**Given exercise**
Carry on the notes on Quine and Kuhn past their final sentence, keeping the same style.

**Excerpt to read**

+-------+

Quine's model of scientific knowledge is a web of beliefs connected to experience on the other fringes. Experience can shift these other beliefs, then shift around the inner beliefs. Any belief can be held true given enough shifting in the web. Since the boundary conditions of the total field is undefined, there is some latitude when determining which beliefs are shifted as well as to what extent. All thoughts are thoroughly pragmatic because to quine, analytic and synthetic beliefs are not as prearranged. Analytic beliefs are more resistant to shifting than synthetic ones, but ultimately, there is no split between the two that we pragmatically accept because of their continued verification.

O. 3. Does Kuhn or Quine give a more accurate or realistic picture of belief change in science? Explain the sense in which each succeeds and fails. What evidence does, or might, each give in support of his own account, as applied to science?

Quine: anything is up for revision, and any of your other beliefs are available for resources for justification. Quine seek local justification - We will revise beliefs that are least disruptive. His model for belief revision represents the Neurath's boat stand on one while belief while fixing others. Evidence: Constitution. Using rules about how to revise other rules. It succeeds because we can't just give up all our beliefs and start revision from scratch. It fails because even the web of beliefs itself is up for revision. Kuhn: belief change in science takes form in paradigm shifts. However, there's no rational justification for switching between paradigms, and the structure of scientific revolutions doesn't converge on truth. So he fails in both aspects, and not a lot of success. Ex. Aristotelian vs. Newtonian mechanics.

+-------+

**Image location labeling entries**

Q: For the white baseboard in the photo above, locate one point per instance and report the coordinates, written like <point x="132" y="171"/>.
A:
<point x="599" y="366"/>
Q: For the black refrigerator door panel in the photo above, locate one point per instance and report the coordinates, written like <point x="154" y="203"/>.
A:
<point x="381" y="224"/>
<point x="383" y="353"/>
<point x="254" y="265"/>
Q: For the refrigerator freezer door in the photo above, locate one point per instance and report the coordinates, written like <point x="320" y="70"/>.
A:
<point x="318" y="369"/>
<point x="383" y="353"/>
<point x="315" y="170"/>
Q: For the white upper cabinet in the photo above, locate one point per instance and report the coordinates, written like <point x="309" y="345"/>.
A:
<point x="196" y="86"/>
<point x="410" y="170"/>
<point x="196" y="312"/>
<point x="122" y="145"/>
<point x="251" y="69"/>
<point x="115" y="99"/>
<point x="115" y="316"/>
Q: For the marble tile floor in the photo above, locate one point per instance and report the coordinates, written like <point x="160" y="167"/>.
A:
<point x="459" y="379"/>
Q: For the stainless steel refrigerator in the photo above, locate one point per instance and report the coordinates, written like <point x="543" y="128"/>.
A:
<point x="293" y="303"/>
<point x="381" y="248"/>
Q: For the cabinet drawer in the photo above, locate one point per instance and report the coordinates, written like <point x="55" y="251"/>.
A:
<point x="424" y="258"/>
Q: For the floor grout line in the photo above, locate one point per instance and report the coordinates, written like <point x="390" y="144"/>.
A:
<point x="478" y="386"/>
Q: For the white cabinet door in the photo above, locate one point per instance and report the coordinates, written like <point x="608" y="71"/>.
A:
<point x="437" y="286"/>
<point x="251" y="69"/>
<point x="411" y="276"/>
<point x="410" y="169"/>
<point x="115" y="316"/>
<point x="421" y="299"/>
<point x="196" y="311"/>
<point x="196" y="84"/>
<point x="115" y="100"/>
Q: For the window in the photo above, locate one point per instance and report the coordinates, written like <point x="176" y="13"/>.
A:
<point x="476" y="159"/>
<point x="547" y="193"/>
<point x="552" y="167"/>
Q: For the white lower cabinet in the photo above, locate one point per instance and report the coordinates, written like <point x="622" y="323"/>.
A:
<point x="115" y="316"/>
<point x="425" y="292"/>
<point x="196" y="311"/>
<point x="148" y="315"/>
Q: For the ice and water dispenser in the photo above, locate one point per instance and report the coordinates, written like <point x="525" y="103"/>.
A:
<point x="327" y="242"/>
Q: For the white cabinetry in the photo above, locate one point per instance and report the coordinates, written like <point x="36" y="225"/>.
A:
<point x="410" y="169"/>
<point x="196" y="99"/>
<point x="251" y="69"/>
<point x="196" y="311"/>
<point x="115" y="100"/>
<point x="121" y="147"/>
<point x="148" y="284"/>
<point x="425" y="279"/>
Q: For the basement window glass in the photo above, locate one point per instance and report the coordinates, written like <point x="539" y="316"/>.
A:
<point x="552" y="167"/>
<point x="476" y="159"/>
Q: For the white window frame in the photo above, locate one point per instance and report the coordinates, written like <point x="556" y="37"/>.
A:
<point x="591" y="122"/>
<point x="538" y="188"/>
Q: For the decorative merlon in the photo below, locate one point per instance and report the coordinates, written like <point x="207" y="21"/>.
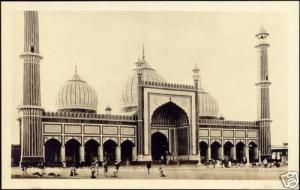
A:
<point x="168" y="85"/>
<point x="89" y="116"/>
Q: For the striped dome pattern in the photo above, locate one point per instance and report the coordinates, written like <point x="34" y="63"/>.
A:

+-------+

**Result below**
M. 5. Why, according to Kuhn, are scientific revolutions largely invisible?

Scientific revolutions are invisible because they're only apparent to / affect those within the paradigm in question, or the field.

Q. 5. How does the degree of rational justification relate to the strength of an inductive argument? How then might Bayes' theorem provide one with local justification for the conclusion of an inductive argument? One might say that this fails to solve the problem of induction but still provides a response to the problem.

The inductive strength of an argument is the degree to which premises support the conclusion. In in an inductive argument, the premise has the evidence of the conclusion - if the evidence strongly supports the conclusion, then the argument is strong. If the evidence doesn't increase the probability of the conclusion much, then it's weak. We need background assumptions.

O. 4. Can Quine's picture of knowledge be applied reflexively without undermining itself? Can Kuhn's? Explain.

The problem of reflection isn't a problem for Quine since his picture of knowledge itself is a dot on the web of knowledge. He recognizes that his beliefs is just a belief in another web, and he isn't trying to justify it.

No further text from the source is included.